## Work order
Take the entries below and print only the lines from the one with "object | black nose" through the one with "object | wooden post", exactly as they stand, both ends included.

[Referring expression pointing data]
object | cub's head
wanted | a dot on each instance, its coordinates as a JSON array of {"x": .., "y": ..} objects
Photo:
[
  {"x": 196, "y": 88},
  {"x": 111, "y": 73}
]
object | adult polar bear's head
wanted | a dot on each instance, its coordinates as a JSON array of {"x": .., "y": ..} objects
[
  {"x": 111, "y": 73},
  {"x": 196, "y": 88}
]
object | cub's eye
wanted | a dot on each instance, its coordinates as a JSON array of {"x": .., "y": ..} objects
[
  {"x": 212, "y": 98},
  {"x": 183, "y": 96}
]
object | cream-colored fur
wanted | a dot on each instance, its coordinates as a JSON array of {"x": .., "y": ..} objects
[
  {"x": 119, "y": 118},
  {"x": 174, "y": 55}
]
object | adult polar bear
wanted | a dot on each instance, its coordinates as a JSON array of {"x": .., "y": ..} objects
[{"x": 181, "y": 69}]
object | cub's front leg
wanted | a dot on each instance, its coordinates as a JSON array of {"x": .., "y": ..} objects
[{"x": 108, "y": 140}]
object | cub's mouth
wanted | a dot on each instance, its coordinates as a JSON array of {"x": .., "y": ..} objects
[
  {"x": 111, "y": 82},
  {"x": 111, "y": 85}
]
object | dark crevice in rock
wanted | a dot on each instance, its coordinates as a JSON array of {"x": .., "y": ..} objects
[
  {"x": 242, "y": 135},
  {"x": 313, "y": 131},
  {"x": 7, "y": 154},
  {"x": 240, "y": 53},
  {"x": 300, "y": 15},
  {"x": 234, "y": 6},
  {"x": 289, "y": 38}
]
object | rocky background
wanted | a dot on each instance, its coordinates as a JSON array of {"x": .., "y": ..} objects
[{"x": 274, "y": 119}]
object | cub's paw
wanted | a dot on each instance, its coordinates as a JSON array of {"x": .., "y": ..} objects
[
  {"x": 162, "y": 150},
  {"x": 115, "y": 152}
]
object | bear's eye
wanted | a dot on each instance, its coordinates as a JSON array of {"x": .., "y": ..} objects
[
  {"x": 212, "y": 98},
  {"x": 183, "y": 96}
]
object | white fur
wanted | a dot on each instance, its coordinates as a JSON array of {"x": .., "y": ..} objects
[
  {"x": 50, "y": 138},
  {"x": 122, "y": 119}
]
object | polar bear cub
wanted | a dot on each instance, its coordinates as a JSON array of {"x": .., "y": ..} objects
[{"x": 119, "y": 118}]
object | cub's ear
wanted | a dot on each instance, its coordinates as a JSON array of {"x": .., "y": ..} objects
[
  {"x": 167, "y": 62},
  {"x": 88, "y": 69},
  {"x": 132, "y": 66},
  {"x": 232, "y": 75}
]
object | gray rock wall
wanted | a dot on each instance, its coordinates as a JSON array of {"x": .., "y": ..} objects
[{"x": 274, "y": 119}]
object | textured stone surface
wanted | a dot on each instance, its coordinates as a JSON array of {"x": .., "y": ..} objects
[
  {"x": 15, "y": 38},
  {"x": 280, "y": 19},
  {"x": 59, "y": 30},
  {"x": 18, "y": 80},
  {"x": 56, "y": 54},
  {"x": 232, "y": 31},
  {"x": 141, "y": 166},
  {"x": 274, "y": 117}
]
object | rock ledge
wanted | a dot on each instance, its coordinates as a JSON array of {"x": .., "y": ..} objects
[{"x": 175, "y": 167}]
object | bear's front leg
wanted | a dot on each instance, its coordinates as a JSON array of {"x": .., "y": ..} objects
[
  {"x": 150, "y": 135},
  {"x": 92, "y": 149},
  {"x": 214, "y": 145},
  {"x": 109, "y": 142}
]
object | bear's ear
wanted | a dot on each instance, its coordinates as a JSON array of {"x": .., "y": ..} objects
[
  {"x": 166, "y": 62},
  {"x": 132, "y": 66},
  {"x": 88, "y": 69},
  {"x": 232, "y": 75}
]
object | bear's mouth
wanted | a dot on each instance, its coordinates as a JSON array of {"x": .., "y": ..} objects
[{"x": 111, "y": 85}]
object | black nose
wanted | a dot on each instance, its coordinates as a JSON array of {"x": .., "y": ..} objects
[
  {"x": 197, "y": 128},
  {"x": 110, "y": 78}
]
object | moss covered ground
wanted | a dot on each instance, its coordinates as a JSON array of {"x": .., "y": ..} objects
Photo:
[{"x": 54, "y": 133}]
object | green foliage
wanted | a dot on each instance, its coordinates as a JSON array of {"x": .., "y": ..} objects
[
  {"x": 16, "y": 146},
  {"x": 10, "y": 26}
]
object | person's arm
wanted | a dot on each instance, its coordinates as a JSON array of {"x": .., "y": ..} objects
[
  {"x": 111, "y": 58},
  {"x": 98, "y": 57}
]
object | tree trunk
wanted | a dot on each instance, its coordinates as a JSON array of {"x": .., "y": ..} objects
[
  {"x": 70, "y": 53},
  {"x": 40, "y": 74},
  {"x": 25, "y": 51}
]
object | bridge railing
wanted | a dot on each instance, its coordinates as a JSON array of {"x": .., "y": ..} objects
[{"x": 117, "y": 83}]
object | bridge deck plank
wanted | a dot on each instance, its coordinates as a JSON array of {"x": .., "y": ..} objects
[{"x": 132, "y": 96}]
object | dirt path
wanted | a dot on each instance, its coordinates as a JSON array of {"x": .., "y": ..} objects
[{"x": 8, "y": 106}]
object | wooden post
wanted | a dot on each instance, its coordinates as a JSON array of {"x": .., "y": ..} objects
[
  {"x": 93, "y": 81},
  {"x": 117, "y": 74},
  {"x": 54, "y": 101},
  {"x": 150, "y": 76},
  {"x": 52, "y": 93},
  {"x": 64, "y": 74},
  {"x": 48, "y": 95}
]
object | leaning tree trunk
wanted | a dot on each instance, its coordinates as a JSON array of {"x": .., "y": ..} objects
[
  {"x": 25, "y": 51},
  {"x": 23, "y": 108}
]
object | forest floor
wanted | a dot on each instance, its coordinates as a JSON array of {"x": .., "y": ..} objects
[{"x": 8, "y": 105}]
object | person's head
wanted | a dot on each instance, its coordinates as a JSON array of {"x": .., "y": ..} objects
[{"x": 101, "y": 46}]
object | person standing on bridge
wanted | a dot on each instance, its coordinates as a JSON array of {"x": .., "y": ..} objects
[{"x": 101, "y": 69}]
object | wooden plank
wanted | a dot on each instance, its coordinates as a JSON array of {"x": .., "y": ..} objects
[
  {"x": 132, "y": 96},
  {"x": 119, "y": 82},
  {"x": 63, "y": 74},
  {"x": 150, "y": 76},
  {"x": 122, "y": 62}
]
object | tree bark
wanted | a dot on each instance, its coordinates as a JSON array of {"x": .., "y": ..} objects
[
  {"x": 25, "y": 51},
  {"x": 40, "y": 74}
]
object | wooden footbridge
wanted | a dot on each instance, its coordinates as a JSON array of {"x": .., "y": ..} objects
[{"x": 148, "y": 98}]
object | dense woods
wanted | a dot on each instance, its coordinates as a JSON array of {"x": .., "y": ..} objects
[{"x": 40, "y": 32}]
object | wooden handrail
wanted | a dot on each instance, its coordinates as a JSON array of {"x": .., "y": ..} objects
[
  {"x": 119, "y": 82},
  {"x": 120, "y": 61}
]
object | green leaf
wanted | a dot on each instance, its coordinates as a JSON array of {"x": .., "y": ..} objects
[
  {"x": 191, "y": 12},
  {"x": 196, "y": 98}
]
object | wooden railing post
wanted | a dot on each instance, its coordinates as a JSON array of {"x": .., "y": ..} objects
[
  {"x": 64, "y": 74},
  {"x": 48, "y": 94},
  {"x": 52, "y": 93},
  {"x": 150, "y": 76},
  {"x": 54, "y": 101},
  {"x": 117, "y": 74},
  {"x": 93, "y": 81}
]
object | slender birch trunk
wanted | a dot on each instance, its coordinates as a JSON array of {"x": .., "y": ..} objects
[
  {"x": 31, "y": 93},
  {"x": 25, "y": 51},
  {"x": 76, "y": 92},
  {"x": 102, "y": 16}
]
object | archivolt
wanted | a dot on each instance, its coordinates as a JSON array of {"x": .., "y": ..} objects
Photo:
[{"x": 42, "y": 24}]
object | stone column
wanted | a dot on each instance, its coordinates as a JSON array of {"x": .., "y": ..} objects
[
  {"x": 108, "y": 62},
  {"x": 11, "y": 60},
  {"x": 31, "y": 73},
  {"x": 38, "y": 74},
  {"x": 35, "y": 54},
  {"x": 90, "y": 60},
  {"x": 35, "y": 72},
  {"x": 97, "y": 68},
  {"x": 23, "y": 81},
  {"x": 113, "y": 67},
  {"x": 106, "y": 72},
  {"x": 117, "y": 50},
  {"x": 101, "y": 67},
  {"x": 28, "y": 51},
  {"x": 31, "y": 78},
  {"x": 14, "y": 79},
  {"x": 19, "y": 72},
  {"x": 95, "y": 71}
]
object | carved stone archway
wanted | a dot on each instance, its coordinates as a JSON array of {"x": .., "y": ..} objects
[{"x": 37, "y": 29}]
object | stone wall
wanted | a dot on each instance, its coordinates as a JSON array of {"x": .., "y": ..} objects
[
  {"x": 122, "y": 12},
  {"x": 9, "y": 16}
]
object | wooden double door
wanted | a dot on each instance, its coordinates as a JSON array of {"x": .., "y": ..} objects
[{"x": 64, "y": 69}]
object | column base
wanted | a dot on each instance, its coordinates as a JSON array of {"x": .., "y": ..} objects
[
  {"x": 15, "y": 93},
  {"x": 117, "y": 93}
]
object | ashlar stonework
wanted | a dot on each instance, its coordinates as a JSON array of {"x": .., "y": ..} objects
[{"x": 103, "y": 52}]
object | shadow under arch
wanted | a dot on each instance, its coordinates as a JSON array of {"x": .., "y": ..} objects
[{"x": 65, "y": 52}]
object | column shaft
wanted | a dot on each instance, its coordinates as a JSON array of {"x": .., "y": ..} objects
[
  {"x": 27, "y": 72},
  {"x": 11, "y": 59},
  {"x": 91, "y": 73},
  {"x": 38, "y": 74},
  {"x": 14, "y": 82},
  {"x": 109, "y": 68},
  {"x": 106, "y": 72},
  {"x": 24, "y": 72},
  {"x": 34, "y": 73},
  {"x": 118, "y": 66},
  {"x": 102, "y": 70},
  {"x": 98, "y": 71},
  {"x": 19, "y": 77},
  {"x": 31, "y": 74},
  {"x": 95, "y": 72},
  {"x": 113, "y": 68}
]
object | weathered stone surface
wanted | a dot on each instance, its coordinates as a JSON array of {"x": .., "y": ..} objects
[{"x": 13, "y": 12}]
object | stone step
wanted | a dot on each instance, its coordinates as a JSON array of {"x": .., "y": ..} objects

## Solution to this exercise
object | black nose
wanted | a dot on each instance, its coordinates as a JSON array of {"x": .., "y": ..} objects
[
  {"x": 197, "y": 128},
  {"x": 110, "y": 78}
]
object | moss covered ground
wanted | a dot on each instance, its coordinates as a JSON array of {"x": .., "y": ..} objects
Photo:
[{"x": 54, "y": 133}]
object | green foliage
wanted | a dot on each instance, its coordinates as a JSON array of {"x": .., "y": ..} objects
[
  {"x": 16, "y": 146},
  {"x": 10, "y": 26}
]
object | person's arm
wanted | a dot on each instance, its coordinates as a JSON array of {"x": .., "y": ..} objects
[
  {"x": 111, "y": 58},
  {"x": 98, "y": 57}
]
object | tree trunk
wanted | a dot on each instance, its coordinates as a JSON array of {"x": .., "y": ..} objects
[
  {"x": 70, "y": 53},
  {"x": 40, "y": 74},
  {"x": 25, "y": 51}
]
object | bridge railing
wanted | a dot on each instance, its coordinates as a JSON array of {"x": .., "y": ..} objects
[{"x": 117, "y": 83}]
object | bridge deck plank
wanted | a dot on each instance, its coordinates as a JSON array of {"x": .., "y": ..} objects
[{"x": 132, "y": 96}]
object | dirt path
wanted | a dot on each instance, its coordinates as a JSON array of {"x": .., "y": ..} objects
[{"x": 8, "y": 106}]
object | wooden post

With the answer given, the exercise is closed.